What the PDF report contains
What goes into a Senserity PDF report, how it is structured, and how to use it in procurement and compliance workflows.
Senserity generates downloadable PDF reports that summarise everything the platform knows about a company at the time the report is created. These reports are designed to be shared with colleagues, auditors, procurement boards, and compliance teams who may not have access to the Senserity platform.
Report types
Senserity offers several report types, each tailored to a different use case. The report type determines how findings are weighted and which sections are emphasised:
Supplier Due Diligence. The most common type, designed for evaluating a potential or existing supplier. Emphasises financial stability, compliance, and operational risk.
Customer Credit Assessment. For evaluating the creditworthiness of a prospective customer or client. Emphasises financial health and payment behaviour.
Acquisition Target Report. For companies being assessed as potential acquisitions. Provides a comprehensive view across all risk categories.
Competitor Intelligence. For building a structured risk profile of a competitor. Focuses on publicly available data to build a comparative picture.
Partner & Subsidiary Monitoring. For ongoing monitoring of partners, joint ventures, or subsidiaries within a group structure.
Self-Assessment. For assessing your own company's risk profile as external parties would see it, useful for understanding how you appear to customers and investors.
Attestation Completion Report. A separate format that summarises the responses to an attestation questionnaire rather than insight test results.

* _Recorded data_:
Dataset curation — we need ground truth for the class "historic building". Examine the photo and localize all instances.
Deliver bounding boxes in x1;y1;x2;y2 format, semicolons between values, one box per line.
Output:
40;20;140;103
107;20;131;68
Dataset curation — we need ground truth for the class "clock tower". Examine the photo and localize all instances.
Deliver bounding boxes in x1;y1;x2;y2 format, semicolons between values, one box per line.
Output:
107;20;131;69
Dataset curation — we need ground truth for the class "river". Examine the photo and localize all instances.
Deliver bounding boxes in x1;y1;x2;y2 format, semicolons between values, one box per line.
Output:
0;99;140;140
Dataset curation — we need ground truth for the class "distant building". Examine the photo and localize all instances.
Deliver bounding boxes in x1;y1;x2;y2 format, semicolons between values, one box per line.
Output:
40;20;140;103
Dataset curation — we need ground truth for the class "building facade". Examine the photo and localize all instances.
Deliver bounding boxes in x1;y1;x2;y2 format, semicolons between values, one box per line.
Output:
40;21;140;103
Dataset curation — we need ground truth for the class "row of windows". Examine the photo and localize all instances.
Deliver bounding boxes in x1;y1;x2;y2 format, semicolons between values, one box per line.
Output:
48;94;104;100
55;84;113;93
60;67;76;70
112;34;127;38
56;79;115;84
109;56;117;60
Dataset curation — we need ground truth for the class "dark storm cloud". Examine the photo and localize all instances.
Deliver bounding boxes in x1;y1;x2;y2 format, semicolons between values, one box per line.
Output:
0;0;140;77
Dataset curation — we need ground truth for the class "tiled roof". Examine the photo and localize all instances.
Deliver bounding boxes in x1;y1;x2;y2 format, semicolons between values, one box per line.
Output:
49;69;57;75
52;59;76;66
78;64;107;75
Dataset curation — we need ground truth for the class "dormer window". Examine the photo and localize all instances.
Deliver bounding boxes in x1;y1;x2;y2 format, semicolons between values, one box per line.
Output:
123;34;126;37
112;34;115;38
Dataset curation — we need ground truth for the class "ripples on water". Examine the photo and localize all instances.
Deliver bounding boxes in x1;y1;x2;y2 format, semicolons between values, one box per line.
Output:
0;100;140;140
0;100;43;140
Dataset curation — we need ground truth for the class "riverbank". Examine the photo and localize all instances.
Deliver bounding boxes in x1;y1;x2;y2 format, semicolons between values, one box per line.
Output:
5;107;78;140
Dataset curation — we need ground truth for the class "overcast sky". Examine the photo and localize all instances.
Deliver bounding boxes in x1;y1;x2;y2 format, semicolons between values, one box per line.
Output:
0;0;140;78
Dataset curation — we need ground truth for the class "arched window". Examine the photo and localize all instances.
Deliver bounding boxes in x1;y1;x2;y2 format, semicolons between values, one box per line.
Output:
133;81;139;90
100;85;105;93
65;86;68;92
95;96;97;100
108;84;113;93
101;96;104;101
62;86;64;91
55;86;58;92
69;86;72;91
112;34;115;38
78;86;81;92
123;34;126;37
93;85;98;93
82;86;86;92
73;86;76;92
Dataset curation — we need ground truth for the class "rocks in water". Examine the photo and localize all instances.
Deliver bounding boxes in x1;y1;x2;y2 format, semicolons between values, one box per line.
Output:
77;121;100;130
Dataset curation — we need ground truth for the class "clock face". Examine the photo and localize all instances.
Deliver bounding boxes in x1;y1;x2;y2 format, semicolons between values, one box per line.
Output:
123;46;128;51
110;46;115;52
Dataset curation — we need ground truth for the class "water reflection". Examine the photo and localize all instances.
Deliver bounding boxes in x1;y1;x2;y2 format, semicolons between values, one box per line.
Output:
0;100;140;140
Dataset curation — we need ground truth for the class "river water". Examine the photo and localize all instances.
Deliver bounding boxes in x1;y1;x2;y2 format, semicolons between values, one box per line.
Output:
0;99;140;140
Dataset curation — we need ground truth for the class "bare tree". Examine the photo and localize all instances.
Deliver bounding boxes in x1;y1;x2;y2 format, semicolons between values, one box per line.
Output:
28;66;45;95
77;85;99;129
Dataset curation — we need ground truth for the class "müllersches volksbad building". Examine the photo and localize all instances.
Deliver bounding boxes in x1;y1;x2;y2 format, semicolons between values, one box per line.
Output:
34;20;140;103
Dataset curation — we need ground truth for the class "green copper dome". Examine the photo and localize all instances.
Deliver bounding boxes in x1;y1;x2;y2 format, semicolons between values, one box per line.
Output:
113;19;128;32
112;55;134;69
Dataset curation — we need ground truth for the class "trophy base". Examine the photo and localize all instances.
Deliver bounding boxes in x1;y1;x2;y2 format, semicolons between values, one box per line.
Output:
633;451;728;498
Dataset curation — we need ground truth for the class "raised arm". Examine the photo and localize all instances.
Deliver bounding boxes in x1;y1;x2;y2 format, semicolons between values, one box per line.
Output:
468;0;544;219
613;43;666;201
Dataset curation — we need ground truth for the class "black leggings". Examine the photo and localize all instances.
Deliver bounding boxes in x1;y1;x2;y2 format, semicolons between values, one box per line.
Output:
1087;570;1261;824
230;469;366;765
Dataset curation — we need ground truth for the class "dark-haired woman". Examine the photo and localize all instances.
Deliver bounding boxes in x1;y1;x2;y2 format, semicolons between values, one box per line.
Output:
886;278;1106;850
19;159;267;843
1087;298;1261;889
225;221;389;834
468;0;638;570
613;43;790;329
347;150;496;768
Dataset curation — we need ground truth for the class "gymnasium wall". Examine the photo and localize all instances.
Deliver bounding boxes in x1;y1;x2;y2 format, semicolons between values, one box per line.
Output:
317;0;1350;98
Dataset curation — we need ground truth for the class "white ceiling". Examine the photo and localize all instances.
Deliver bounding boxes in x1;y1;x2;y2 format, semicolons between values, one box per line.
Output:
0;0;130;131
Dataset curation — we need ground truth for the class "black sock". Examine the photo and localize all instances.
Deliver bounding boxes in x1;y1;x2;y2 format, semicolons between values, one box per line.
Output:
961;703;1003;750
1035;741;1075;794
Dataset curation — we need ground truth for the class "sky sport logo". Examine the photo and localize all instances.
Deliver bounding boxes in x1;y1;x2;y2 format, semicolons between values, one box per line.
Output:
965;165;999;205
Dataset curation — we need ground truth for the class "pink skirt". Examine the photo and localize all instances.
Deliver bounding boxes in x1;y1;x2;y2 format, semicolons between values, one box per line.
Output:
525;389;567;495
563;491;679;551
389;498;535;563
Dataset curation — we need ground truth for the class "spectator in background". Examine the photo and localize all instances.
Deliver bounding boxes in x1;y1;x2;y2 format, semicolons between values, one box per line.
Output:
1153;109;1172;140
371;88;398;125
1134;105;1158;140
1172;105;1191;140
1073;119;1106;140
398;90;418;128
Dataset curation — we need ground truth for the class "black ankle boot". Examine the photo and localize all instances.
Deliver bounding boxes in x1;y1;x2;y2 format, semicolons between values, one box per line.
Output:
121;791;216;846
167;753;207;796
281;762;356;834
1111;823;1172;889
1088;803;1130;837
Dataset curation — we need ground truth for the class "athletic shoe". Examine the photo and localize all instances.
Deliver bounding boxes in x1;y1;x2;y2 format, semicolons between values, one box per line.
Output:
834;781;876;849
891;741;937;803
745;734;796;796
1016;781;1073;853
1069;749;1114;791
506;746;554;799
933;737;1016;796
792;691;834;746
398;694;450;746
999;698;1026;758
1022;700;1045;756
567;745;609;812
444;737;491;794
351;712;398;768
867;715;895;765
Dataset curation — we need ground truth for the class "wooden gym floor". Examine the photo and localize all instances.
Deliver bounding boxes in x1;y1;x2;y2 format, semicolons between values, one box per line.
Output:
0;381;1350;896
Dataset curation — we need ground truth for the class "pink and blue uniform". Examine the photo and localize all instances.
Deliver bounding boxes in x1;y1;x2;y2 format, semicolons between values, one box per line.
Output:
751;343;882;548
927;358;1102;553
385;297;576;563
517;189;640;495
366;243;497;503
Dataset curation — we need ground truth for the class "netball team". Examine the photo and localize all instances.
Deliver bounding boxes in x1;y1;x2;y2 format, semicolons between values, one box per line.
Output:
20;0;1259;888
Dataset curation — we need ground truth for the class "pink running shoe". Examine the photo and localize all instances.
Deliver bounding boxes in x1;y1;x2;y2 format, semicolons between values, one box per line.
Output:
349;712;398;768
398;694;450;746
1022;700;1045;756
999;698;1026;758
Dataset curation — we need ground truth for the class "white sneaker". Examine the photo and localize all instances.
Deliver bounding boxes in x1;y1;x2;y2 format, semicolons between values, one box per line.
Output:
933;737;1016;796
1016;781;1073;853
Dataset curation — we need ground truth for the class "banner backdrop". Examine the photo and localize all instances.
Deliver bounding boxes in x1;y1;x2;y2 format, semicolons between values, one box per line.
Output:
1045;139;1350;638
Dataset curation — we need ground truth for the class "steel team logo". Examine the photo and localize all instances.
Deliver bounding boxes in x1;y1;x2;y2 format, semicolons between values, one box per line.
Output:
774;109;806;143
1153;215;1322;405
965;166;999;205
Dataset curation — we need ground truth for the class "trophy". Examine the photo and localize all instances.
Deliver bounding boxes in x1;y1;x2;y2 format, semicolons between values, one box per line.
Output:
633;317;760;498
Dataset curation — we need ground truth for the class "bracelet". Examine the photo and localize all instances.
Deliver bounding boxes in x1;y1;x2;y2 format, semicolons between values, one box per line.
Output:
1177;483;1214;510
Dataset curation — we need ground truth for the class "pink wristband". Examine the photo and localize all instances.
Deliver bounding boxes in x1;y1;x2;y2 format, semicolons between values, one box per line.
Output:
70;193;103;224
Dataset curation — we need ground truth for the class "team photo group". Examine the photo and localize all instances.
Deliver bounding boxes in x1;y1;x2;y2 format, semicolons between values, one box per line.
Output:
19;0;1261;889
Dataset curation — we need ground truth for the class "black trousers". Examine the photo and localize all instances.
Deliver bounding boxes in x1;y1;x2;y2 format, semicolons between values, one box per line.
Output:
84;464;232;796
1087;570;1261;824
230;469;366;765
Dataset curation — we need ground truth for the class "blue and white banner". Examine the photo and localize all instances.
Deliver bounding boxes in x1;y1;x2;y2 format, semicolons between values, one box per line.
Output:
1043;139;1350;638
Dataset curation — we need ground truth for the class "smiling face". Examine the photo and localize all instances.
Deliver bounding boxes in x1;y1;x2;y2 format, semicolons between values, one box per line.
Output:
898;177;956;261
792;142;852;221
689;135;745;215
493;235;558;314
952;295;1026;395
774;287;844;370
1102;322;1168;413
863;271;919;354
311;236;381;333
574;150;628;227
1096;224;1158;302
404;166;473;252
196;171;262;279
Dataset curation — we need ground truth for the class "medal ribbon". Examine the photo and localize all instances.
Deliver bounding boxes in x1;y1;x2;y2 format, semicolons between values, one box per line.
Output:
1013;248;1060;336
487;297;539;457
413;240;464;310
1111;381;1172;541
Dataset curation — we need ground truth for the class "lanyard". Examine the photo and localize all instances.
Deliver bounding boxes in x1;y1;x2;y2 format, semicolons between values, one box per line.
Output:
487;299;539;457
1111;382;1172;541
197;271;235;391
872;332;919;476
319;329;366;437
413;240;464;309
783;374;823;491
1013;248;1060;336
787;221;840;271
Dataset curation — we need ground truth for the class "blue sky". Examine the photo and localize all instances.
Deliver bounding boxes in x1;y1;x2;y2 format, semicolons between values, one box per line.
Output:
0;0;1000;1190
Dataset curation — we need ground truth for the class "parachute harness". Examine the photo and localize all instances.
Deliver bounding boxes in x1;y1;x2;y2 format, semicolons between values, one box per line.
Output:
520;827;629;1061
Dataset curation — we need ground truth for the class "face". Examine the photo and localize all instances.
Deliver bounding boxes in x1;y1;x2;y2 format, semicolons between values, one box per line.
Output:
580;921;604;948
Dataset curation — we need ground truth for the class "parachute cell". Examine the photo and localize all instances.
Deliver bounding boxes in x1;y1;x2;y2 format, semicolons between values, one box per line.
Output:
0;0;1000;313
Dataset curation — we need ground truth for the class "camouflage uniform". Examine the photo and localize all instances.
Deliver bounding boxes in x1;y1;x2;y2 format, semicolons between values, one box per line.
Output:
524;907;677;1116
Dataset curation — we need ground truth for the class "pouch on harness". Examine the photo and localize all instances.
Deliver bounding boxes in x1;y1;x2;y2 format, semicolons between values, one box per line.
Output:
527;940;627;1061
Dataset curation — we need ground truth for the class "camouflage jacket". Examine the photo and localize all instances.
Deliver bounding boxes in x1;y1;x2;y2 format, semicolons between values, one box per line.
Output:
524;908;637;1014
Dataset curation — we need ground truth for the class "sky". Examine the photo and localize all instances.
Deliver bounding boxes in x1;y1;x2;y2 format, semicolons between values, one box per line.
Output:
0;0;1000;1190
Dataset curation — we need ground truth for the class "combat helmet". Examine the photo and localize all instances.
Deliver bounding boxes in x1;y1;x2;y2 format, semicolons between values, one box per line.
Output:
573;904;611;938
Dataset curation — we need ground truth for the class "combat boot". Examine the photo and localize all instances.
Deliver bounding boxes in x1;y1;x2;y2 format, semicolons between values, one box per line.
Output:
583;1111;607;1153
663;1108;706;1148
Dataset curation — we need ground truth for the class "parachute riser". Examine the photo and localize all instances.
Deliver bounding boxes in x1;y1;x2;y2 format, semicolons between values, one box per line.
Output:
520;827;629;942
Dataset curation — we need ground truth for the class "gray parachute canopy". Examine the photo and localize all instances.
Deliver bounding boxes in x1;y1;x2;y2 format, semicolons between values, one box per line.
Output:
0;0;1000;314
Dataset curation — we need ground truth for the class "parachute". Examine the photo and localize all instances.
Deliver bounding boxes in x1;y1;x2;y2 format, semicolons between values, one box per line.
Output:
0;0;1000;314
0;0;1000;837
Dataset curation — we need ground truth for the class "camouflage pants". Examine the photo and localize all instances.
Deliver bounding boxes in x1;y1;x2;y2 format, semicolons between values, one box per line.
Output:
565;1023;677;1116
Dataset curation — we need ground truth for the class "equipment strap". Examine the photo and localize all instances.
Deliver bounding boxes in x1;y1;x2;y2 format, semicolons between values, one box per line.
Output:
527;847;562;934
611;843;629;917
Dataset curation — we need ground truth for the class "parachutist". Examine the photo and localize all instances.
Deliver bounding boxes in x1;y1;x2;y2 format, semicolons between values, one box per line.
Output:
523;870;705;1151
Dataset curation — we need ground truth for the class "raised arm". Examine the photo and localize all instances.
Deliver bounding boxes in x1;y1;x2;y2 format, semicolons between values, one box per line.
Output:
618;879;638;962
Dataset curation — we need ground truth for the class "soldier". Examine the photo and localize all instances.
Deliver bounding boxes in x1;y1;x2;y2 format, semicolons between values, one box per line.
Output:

* _What is needed_: Using the text on Senserity PDF reports, explain in one to three sentences why a company would choose the Self-Assessment report type. This data comes from a separate source.

* _Worked answer_: A company would use the Self-Assessment type to view its own risk profile the way external parties would see it. That helps it understand how it appears to customers and investors.